'''

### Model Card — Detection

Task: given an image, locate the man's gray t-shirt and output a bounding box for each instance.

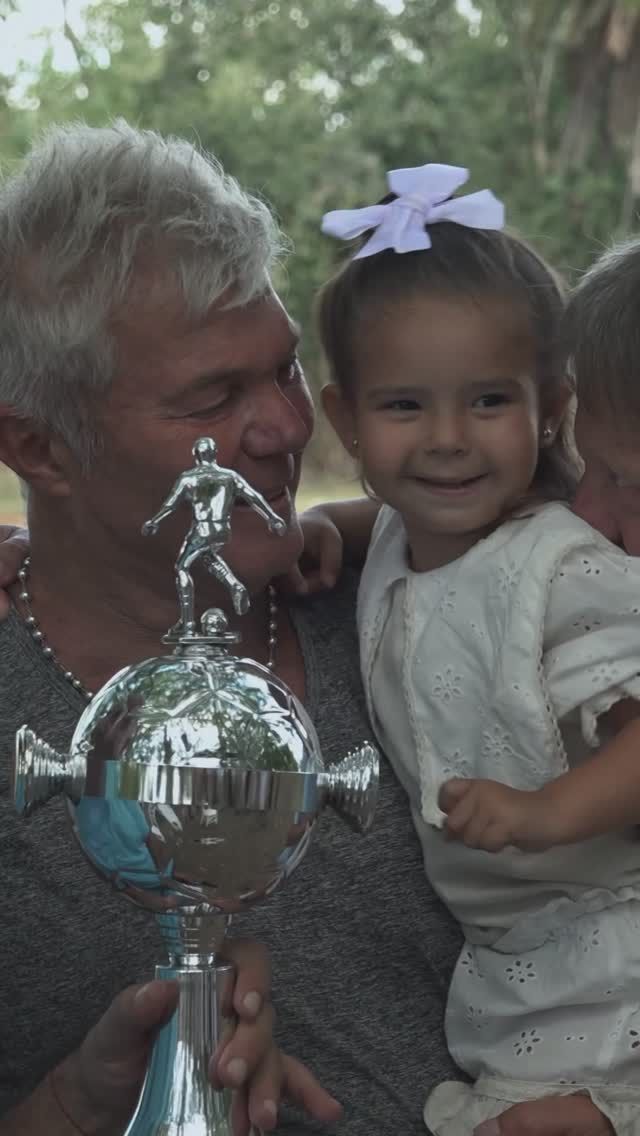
[0,573,461,1134]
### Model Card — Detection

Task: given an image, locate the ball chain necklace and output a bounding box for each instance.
[17,555,278,702]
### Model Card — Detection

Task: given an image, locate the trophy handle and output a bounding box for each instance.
[321,742,379,833]
[13,726,81,816]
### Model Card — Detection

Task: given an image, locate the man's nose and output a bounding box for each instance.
[243,378,314,457]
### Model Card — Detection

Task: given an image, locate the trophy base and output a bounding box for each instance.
[125,960,236,1136]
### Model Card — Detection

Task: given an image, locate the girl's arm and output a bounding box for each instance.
[540,700,640,842]
[288,497,381,594]
[440,701,640,853]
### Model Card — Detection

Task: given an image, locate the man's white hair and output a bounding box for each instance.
[0,119,288,467]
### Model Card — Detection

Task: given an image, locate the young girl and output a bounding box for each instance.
[307,163,640,1135]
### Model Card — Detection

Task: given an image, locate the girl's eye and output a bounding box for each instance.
[474,392,509,409]
[381,398,420,412]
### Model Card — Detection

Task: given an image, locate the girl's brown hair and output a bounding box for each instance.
[317,205,579,502]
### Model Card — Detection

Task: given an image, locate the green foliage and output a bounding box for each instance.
[1,0,639,474]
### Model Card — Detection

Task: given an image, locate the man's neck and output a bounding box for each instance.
[17,509,279,694]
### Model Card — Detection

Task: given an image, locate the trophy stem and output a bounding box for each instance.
[125,957,236,1136]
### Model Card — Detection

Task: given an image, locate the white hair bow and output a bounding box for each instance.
[321,163,505,260]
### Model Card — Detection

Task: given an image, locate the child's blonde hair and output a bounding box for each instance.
[564,237,640,430]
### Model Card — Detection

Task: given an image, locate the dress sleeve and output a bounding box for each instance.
[543,539,640,746]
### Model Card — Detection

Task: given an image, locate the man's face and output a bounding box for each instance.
[71,287,314,598]
[574,405,640,554]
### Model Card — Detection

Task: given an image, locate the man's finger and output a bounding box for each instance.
[88,981,179,1064]
[282,1054,342,1124]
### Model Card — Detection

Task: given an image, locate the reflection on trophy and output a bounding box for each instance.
[12,438,379,1136]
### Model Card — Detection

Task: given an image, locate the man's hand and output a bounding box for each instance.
[474,1093,614,1136]
[268,517,287,536]
[439,778,562,853]
[23,940,340,1136]
[141,520,159,537]
[0,524,28,619]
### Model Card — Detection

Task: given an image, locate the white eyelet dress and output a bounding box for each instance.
[358,502,640,1135]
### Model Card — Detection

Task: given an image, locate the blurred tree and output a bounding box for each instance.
[1,0,639,477]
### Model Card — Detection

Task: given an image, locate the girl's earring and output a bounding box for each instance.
[352,438,359,455]
[542,424,553,442]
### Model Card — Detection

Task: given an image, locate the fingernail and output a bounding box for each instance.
[474,1121,501,1136]
[261,1099,277,1122]
[242,991,262,1015]
[134,982,153,1008]
[225,1057,248,1086]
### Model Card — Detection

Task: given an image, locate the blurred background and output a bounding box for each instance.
[1,0,640,523]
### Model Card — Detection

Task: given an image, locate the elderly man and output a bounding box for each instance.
[0,122,612,1136]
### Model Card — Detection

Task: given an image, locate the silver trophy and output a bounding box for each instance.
[12,438,379,1136]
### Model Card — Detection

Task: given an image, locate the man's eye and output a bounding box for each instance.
[185,394,232,418]
[474,392,508,409]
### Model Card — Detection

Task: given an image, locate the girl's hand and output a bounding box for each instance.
[0,524,28,619]
[280,507,344,595]
[439,778,562,853]
[474,1093,614,1136]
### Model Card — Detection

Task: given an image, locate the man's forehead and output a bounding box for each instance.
[118,290,299,370]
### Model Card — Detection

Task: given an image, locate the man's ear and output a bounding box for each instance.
[0,410,74,497]
[321,384,359,459]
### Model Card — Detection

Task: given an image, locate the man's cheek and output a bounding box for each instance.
[574,495,620,543]
[619,516,640,557]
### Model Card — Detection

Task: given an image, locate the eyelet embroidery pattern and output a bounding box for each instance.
[468,620,486,640]
[587,662,621,688]
[439,589,457,614]
[460,948,485,981]
[506,960,537,984]
[578,923,602,954]
[493,562,521,596]
[441,749,473,780]
[432,666,463,704]
[513,1029,542,1057]
[464,1004,489,1031]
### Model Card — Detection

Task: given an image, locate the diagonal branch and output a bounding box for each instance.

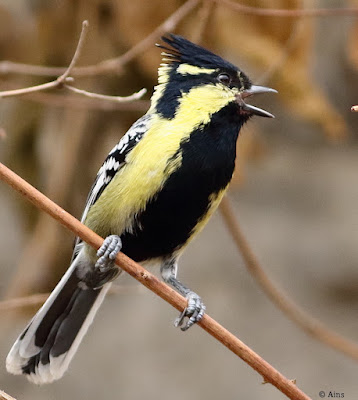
[220,196,358,361]
[72,0,200,77]
[0,162,311,400]
[0,0,199,78]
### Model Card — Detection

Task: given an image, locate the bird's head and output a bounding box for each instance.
[149,34,276,123]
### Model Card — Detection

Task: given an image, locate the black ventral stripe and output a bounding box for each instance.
[120,102,245,262]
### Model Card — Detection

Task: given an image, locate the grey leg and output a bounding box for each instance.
[84,235,122,289]
[160,259,206,331]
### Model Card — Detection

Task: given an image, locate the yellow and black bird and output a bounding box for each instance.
[6,34,276,384]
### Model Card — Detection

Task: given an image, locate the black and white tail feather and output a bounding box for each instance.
[6,115,151,384]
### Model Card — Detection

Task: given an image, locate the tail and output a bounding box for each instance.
[6,249,111,384]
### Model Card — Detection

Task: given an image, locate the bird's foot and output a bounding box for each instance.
[96,235,122,270]
[84,235,122,289]
[174,291,206,331]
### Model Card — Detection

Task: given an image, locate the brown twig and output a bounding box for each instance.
[220,196,358,361]
[215,0,358,17]
[0,20,89,98]
[0,390,16,400]
[0,21,147,105]
[0,0,356,82]
[0,163,311,400]
[0,0,199,79]
[72,0,199,77]
[64,85,147,103]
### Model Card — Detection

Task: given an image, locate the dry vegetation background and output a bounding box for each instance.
[0,0,358,399]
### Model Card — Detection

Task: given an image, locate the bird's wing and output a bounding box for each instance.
[72,114,151,259]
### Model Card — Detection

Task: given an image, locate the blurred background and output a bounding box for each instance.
[0,0,358,399]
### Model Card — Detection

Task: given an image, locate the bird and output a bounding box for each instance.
[6,34,276,384]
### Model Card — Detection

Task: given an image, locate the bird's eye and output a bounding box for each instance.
[218,73,231,86]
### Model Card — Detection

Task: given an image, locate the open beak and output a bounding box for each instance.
[237,85,277,118]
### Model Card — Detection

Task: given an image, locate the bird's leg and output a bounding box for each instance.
[84,235,122,289]
[160,259,206,331]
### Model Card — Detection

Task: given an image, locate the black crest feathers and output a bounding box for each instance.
[158,34,238,72]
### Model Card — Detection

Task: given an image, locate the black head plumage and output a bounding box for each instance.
[159,34,238,73]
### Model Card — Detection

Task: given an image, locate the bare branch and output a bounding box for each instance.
[0,80,63,99]
[0,163,311,400]
[0,0,357,82]
[64,85,147,103]
[220,196,358,362]
[0,21,147,106]
[0,20,89,98]
[57,20,89,84]
[73,0,200,77]
[215,0,358,17]
[0,0,199,78]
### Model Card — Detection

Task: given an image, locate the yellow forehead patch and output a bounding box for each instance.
[177,63,217,76]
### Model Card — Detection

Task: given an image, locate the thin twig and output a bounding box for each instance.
[0,22,147,105]
[57,20,89,83]
[64,85,147,103]
[0,0,199,78]
[0,21,89,98]
[0,80,65,98]
[220,196,358,361]
[72,0,199,77]
[215,0,358,17]
[0,0,356,81]
[0,163,311,400]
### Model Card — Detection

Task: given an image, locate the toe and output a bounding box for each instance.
[174,292,206,331]
[96,235,122,264]
[174,309,186,328]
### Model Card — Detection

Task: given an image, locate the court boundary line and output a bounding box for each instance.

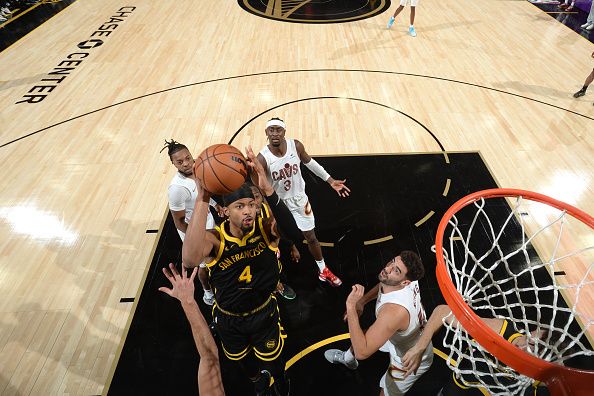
[2,68,592,149]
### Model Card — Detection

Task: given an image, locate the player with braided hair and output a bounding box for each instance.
[161,139,223,305]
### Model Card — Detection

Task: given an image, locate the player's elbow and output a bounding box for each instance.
[183,260,199,269]
[181,250,199,268]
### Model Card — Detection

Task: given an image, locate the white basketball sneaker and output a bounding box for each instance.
[324,349,359,370]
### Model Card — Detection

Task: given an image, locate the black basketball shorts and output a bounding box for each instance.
[214,296,286,361]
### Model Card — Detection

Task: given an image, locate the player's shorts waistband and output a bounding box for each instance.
[215,295,273,317]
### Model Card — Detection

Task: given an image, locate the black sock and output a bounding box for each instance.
[265,358,289,396]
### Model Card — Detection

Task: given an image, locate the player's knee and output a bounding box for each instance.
[303,231,318,244]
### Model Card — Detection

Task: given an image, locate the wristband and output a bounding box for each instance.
[304,159,331,181]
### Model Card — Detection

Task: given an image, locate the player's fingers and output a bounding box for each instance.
[158,287,173,296]
[189,267,198,282]
[168,262,177,273]
[246,159,256,171]
[162,266,173,280]
[169,263,181,280]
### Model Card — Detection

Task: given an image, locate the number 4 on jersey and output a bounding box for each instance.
[239,265,253,283]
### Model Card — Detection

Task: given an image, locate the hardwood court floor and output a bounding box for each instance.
[0,0,592,395]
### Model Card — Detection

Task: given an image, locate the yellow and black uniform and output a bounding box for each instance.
[443,320,542,396]
[206,216,286,361]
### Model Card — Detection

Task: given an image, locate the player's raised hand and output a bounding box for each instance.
[245,146,274,195]
[158,263,197,305]
[346,284,364,311]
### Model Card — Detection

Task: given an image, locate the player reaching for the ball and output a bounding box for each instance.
[182,146,302,396]
[258,117,350,287]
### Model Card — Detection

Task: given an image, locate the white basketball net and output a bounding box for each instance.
[437,195,594,396]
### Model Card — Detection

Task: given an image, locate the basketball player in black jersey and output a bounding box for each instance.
[183,147,302,396]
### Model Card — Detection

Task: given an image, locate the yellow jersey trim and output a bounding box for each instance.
[221,219,257,246]
[499,319,508,336]
[261,202,271,219]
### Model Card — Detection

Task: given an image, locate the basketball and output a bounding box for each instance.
[194,144,248,195]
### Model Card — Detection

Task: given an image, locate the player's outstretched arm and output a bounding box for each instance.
[158,263,224,396]
[182,180,216,268]
[294,140,350,197]
[402,304,452,377]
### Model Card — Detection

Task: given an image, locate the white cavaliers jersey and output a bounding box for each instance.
[375,281,432,368]
[168,172,216,230]
[260,139,306,200]
[168,172,198,224]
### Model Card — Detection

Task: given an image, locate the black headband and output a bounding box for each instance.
[222,183,255,206]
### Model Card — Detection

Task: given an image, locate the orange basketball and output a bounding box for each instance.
[194,144,248,194]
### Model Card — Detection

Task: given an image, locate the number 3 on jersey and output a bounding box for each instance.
[283,180,291,191]
[239,265,252,283]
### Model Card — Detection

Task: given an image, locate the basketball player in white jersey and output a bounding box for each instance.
[162,139,222,305]
[325,251,433,395]
[257,118,350,287]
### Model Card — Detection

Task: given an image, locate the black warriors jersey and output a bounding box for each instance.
[206,217,280,313]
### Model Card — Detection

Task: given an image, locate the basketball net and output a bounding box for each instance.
[434,189,593,396]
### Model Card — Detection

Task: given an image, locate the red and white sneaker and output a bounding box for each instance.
[319,267,342,287]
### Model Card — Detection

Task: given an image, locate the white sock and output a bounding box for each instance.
[344,348,356,363]
[315,259,325,272]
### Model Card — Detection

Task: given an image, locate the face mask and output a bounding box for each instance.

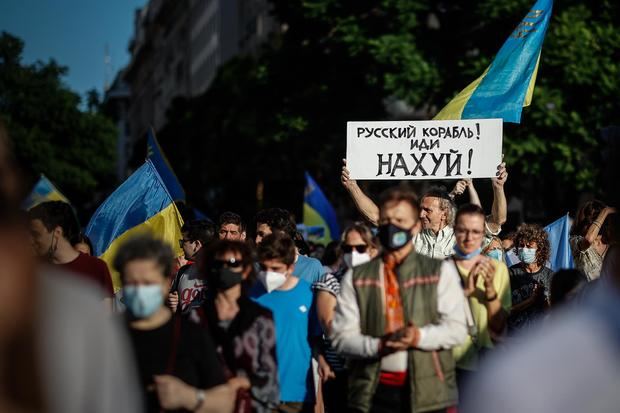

'''

The lines to be extracted begin at the line containing "Task: given an image, locate the black headband" and continue through the final line of the material above, both ends included. Reproduce them exactly, without the pictures.

TASK ANSWER
Task: given an image, locate the black headband and output a bounding box for each instance.
[222,183,255,206]
### Model Card — Detection

Task: given an image, locate the orange basketball and output a bounding box for each instance.
[194,144,248,194]
### Model Card — Detection

Task: given an image, locate the number 3 on jersey and output a bounding box for each instance.
[283,180,291,191]
[239,265,252,283]
### Model Card — Detection

Task: given an image, locate the basketball player in white jersey and output a bounding box for each instance.
[162,139,222,305]
[325,251,433,395]
[257,118,350,287]
### Model Card — Detection

Task: given an image, locate the black warriors jersey and output a bounding box for each instance.
[206,217,280,313]
### Model Card — Detection

Task: given an image, locate the basketball net and output a bounding box for each instance.
[434,189,593,396]
### Model Card — Detection

Task: given an image, locate the red and white sneaker and output a bounding box for each instance.
[319,267,342,287]
### Model Card — Detection

Task: given an image, locate the white sock and output a bounding box for each instance.
[344,348,356,363]
[315,259,325,272]
### Model Card — Detection

Task: given an image, locate the face mask and output a bounding box for each instance.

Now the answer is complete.